### HOW TO COMPLETE THIS TASK
What is wanted is every record, duplicated word for word.

### THE INPUT
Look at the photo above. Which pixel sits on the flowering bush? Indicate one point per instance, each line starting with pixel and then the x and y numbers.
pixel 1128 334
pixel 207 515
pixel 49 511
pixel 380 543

### ANSWER FOR THE TASK
Look at the photo above. Which pixel sits on the flowering bush? Indicate one point per instance, each line starting with pixel and then the x and y numbers.
pixel 1128 334
pixel 207 515
pixel 49 511
pixel 380 543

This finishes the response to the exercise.